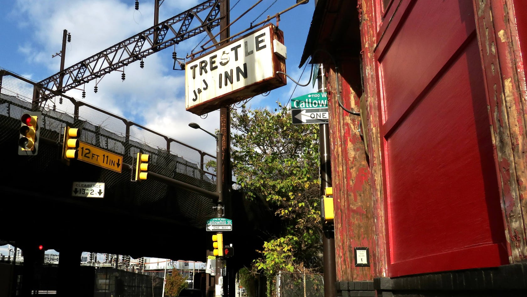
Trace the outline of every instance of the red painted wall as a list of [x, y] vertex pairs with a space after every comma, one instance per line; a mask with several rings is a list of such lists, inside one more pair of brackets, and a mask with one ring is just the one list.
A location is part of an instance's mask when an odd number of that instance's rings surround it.
[[472, 2], [402, 0], [392, 20], [375, 53], [389, 276], [508, 263]]

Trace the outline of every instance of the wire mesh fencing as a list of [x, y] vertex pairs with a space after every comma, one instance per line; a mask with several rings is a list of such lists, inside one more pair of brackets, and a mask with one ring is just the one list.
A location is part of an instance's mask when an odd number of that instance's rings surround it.
[[276, 276], [277, 297], [324, 297], [324, 275], [280, 272]]
[[[41, 111], [41, 139], [57, 145], [53, 147], [56, 149], [39, 149], [37, 155], [28, 156], [28, 161], [42, 172], [56, 166], [64, 129], [69, 126], [80, 129], [81, 141], [122, 156], [123, 162], [129, 166], [135, 165], [138, 152], [149, 154], [149, 171], [210, 191], [216, 190], [214, 168], [206, 166], [216, 160], [215, 156], [65, 95], [50, 98], [46, 104], [41, 104], [34, 95], [41, 87], [0, 68], [0, 142], [14, 143], [12, 140], [18, 135], [20, 118], [25, 112]], [[16, 154], [15, 149], [13, 153]], [[173, 190], [167, 185], [155, 180], [132, 183], [133, 172], [103, 170], [98, 181], [105, 183], [110, 191], [125, 191], [126, 199], [120, 203], [138, 207], [155, 203], [168, 195], [183, 195], [186, 199], [174, 202], [176, 208], [182, 219], [197, 227], [204, 227], [207, 220], [214, 215], [216, 204], [210, 198], [183, 189], [172, 193]]]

--*--

Give every line of the listing above as a Markdown table with the columns "Row" and "Line," numbering the rows in order. Skip blank lines and leave out the pictures.

| Row | Line |
|---|---|
| 1 | Trace the outline of every instance of the red painted wall as a list of [x, y] vertex pairs with a space after every comma, one instance per line; a mask with several rings is a list of such lists, inside one more pair of brackets, and a mask with one ring is just the one list. |
| 2 | A location is part of an instance's mask when an odd number of that instance's rings surround it. |
| 3 | [[472, 2], [402, 0], [392, 20], [375, 53], [389, 276], [508, 263]] |
| 4 | Trace the outline of every instance of the wire mesh fencing as a list of [x, y] vertex pairs with a space after every comma, one instance per line; a mask with several rings is a list of such lists, inside one more pair of brackets, and a mask with one ring is just the one list. |
| 5 | A location is part of an instance's mask when an odd number of that instance's rings surround it. |
| 6 | [[276, 276], [277, 297], [324, 297], [324, 275], [280, 272]] |
| 7 | [[[41, 111], [41, 139], [57, 145], [53, 147], [56, 149], [39, 149], [37, 155], [28, 156], [28, 161], [42, 172], [56, 166], [64, 129], [69, 126], [80, 129], [81, 141], [122, 156], [123, 162], [129, 166], [135, 165], [138, 152], [149, 154], [149, 171], [210, 191], [216, 190], [214, 168], [206, 166], [216, 160], [215, 156], [65, 95], [50, 98], [46, 104], [41, 104], [34, 95], [41, 87], [0, 68], [0, 142], [14, 143], [12, 140], [18, 135], [20, 118], [25, 112]], [[16, 154], [15, 149], [13, 153]], [[173, 190], [167, 185], [155, 180], [132, 183], [133, 172], [103, 170], [98, 181], [105, 183], [110, 191], [125, 191], [126, 199], [120, 203], [138, 207], [155, 203], [168, 195], [183, 195], [186, 199], [174, 202], [176, 208], [182, 219], [197, 227], [204, 227], [207, 220], [214, 215], [216, 204], [210, 198], [183, 189], [172, 193]]] |